_TRECHO DE TEXTO_
Como se vê, no Brasil os Poderes Públicos poderiam fazer muito mais pela educação, promovendo-a, colocando-a a disposição de todos, até porque ela, a educação, encontra seu referencial maior no artigo XXVI, da Declaração Universal dos Direitos Humanos, de 1948, da qual o Brasil é um de seus signatários.

4. Educação Infantil na legislação infraconstitucional

No Brasil estamos vivendo um momento histórico muito oportuno para a reflexão e a ação em relação às políticas públicas voltadas para as crianças. Cada vez mais, a educação e o cuidado na primeira infância são tratados como assuntos prioritários por parte dos governos Federal, Estadual e Municipal, bem como pelas organizações da sociedade civil, por um número crescente de profissionais da área pedagógica e de outras áreas do conhecimento, que vêem na Educação Infantil uma verdadeira "ponte " para a formação integral do cidadão.

Entradas salvas:
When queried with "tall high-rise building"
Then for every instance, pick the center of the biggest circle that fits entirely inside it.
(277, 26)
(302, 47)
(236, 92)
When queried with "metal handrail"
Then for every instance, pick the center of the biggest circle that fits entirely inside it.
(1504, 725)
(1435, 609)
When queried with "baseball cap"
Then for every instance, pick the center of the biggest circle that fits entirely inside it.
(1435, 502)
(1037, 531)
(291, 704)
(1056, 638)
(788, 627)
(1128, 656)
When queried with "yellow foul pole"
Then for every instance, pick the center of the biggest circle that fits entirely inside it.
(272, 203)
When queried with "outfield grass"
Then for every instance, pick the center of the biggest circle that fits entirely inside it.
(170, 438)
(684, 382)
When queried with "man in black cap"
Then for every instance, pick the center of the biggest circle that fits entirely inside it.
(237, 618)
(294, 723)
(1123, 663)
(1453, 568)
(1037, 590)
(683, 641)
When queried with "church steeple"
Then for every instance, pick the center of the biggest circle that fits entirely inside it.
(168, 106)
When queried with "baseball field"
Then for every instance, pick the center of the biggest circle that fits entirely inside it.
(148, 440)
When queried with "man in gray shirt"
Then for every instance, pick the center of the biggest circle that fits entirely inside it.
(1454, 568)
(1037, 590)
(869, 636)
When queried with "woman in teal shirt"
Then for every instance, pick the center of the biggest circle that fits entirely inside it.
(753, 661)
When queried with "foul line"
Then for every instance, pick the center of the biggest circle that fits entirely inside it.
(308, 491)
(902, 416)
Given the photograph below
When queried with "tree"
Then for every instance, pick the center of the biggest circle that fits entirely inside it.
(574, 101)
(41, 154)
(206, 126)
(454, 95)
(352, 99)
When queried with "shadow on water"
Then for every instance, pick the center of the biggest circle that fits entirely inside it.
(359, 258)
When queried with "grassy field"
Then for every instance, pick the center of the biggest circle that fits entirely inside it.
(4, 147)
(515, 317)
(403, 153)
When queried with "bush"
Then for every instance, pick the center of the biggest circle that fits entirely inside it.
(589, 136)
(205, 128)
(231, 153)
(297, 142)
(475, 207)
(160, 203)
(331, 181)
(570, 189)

_ENUNCIADO_
Com base no texto sobre educação no Brasil, responda, por favor, às perguntas a seguir:
1. Segundo o texto, em qual artigo de qual declaração a educação encontra seu referencial maior?
2. Qual é o título da seção 4?
3. Como os profissionais mencionados no texto veem a Educação Infantil?
As entradas são um material à parte, independente do texto.

_RESPOSTA DO EXERCÍCIO_
1. No artigo XXVI da Declaração Universal dos Direitos Humanos, de 1948.
2. "Educação Infantil na legislação infraconstitucional".
3. Como uma verdadeira "ponte" para a formação integral do cidadão.